- [STATED GOAL 1] In the cycling account below, how many miles was the route shortened to because of the rain?

** Start SOURCE **

The Lakeland Pedlar - our rendezvous

The Lakeland Pedlar – our rendezvous

As usual for The Lakes, it was pouring rain the day of our ride. As it was so relentless we decided to cut the route to about 40 miles. The route included Honister and, as I remember, Newlands. One of the guys said to me as we approached Honister ‘Get it into the Granny, easiest cog. If you survive till the grid you’ll be alright.’

I wasn’t sure at this point if he was psyching me out. No. He was giving good advice. The foot of Honister is really brutal. I immediately found the granny next to useless and wished I’d had a great granny instead. We were weaving all over the road at about two or three mph, grinding the cranks like they were made of concrete. I got to the grid then fell over. It was a relief. I think someone was lying beside me. We got back on and then slowly wove up the remainder of the climb.

going up is brutal and coming down, terrifying!

going up is brutal and coming down, terrifying!

** End SOURCE **
** Start LISTED RECORDS **

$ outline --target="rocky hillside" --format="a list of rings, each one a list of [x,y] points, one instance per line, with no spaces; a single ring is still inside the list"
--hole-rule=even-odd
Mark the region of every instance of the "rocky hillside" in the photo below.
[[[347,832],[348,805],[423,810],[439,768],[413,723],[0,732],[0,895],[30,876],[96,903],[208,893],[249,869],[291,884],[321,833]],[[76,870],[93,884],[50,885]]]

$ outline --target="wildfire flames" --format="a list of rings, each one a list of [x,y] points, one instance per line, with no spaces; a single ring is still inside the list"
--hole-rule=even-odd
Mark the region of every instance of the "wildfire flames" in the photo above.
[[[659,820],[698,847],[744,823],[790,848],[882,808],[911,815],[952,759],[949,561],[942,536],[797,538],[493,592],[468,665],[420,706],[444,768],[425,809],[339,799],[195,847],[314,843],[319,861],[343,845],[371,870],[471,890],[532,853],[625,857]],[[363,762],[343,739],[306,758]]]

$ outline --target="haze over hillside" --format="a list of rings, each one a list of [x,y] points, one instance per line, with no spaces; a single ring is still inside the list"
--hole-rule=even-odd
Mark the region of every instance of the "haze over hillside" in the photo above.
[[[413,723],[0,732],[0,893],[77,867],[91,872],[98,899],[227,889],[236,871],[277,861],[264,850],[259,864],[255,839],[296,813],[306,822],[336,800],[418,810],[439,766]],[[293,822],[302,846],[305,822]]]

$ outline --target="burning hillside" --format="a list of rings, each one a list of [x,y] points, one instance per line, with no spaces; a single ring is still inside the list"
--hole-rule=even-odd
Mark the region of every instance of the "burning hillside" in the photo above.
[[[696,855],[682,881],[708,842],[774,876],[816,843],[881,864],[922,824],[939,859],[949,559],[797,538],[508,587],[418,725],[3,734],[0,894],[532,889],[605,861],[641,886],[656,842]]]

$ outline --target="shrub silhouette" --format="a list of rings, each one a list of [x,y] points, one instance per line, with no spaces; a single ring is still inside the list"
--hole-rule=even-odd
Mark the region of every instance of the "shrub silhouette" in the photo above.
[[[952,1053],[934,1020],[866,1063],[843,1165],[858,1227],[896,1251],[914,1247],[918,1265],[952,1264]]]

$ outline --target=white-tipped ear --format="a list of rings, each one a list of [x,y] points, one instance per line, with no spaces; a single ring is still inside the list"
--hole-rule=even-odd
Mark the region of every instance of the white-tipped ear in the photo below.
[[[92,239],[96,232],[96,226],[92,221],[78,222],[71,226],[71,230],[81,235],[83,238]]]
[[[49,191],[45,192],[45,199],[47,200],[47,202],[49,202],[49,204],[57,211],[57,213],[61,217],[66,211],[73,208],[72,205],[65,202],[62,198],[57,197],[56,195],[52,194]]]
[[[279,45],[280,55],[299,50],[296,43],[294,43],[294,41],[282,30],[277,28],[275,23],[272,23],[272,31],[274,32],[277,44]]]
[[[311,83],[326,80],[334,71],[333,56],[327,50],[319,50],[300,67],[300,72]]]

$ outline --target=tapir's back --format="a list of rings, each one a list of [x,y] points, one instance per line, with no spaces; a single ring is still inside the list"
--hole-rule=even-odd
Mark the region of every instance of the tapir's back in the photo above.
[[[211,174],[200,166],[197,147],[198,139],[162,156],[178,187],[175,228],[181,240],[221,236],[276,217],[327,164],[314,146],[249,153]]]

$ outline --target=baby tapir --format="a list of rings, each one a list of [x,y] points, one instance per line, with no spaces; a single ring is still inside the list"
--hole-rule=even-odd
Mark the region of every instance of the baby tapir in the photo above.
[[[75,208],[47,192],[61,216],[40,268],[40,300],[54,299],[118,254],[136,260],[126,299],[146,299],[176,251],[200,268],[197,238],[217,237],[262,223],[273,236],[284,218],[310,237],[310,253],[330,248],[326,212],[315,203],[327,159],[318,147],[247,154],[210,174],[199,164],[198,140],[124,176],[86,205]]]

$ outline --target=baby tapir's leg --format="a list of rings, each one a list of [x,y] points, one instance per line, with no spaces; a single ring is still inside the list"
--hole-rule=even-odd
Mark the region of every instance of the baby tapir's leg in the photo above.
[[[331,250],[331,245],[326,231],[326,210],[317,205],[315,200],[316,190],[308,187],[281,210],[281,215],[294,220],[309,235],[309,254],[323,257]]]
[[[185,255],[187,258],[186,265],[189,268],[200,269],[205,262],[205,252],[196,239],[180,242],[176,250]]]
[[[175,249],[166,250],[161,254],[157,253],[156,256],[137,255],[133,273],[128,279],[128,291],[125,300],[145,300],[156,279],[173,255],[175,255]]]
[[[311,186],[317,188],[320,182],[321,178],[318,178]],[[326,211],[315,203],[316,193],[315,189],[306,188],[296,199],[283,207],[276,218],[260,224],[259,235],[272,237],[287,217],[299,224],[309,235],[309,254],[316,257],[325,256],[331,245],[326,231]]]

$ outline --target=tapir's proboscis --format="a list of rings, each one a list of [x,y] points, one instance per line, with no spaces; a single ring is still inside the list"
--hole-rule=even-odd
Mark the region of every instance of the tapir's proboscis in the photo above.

** End LISTED RECORDS **

- [STATED GOAL 2] State how many lines of the rows above contain the string "over". Give only the number.

- [EXPECTED ANSWER 1] About 40 miles.

- [EXPECTED ANSWER 2] 2